Assignment:
Return the data below in full and exactly, except that the pictures are dropped.

Provided data:
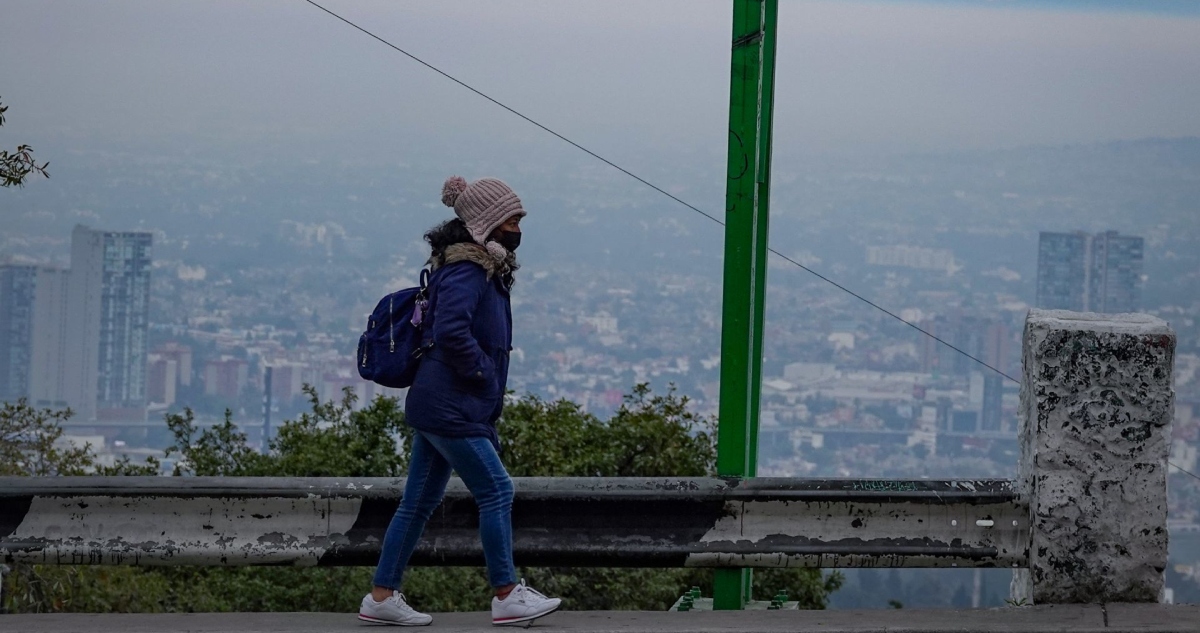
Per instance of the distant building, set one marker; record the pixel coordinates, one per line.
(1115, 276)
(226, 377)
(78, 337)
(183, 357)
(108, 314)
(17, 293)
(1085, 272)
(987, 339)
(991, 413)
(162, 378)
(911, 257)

Answer below:
Per instance of the distant building, set one marker; record the pixel coordinates, one per line.
(1115, 276)
(226, 377)
(78, 337)
(183, 357)
(108, 314)
(17, 293)
(1085, 272)
(987, 339)
(991, 413)
(162, 378)
(911, 257)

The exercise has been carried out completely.